Passage |
#####

Martha Looks to the Future of Gardening

For the past year, Miracle-Gro has partnered with Martha Stewart – America’s preeminent gardener – and she provides expert gardening know-how for the home gardener, based on her decades-long passion for gardening. Recently, we were lucky to sit down with Martha in her Bedford kitchen while she simultaneously made not one – but two jams from her own fruit. We discussed her take on gardening today and for the future.

Miracle-Gro: Your first gardening book, Martha Stewart’s Gardening Month by Month, was published thirty-three years ago! In the dedication, you point out the importance of gardening for the future - on behalf of children. What new gardening developments are you excited about that help achieve your goal? 

Martha: I think what I’m most excited about in the future of gardening is the diligent, well-meaning scientifically-based groups who are forming organic gardening clubs, organizations, and foundations to make sure there will be a future, not only in farming, but also in home gardening - groups like MOFGA (Maine organic farmers and gardeners’ association), NOFA, NY and NOFA - VT– (Northeast organic farmers association) and CCOF (California Certified Organic Farmers), and Stone Barns (Stone Barns Center for Food and Agriculture) is located near here in Westchester, NY and is a very serious group of organic farmers. These organizations have really intelligent and well-meaning objectives.

#####

What to do |
Decide whether each statement below agrees with the interview above, answering yes or no and quoting the deciding words. 1. Martha Stewart's first gardening book came out thirty-three years before the interview. 2. Stone Barns is located in Maine. 3. During the interview, Martha made a single jam.

Exercise data |
#####

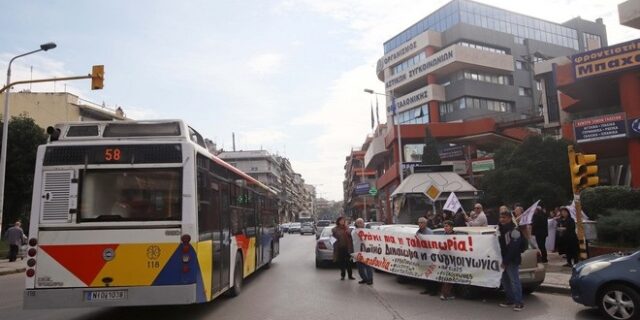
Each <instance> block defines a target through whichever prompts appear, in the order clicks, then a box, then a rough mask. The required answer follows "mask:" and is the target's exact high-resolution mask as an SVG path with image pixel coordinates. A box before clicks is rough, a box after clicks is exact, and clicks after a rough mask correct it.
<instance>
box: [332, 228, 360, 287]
mask: <svg viewBox="0 0 640 320" xmlns="http://www.w3.org/2000/svg"><path fill="white" fill-rule="evenodd" d="M331 233H332V234H333V237H334V238H335V239H336V242H335V243H334V244H333V260H334V261H335V262H336V263H337V264H338V267H340V280H344V275H345V269H346V272H347V274H348V275H349V280H355V279H356V278H354V277H353V274H352V273H353V271H352V270H351V263H349V260H350V258H351V253H353V240H352V238H351V234H350V233H349V227H348V226H347V223H346V220H345V218H344V217H338V219H337V220H336V226H335V227H334V228H333V229H331Z"/></svg>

#####

Output below |
1. Yes: "Your first gardening book, Martha Stewart’s Gardening Month by Month, was published thirty-three years ago!"
2. No: "Stone Barns (Stone Barns Center for Food and Agriculture) is located near here in Westchester, NY"
3. No: "she simultaneously made not one – but two jams from her own fruit"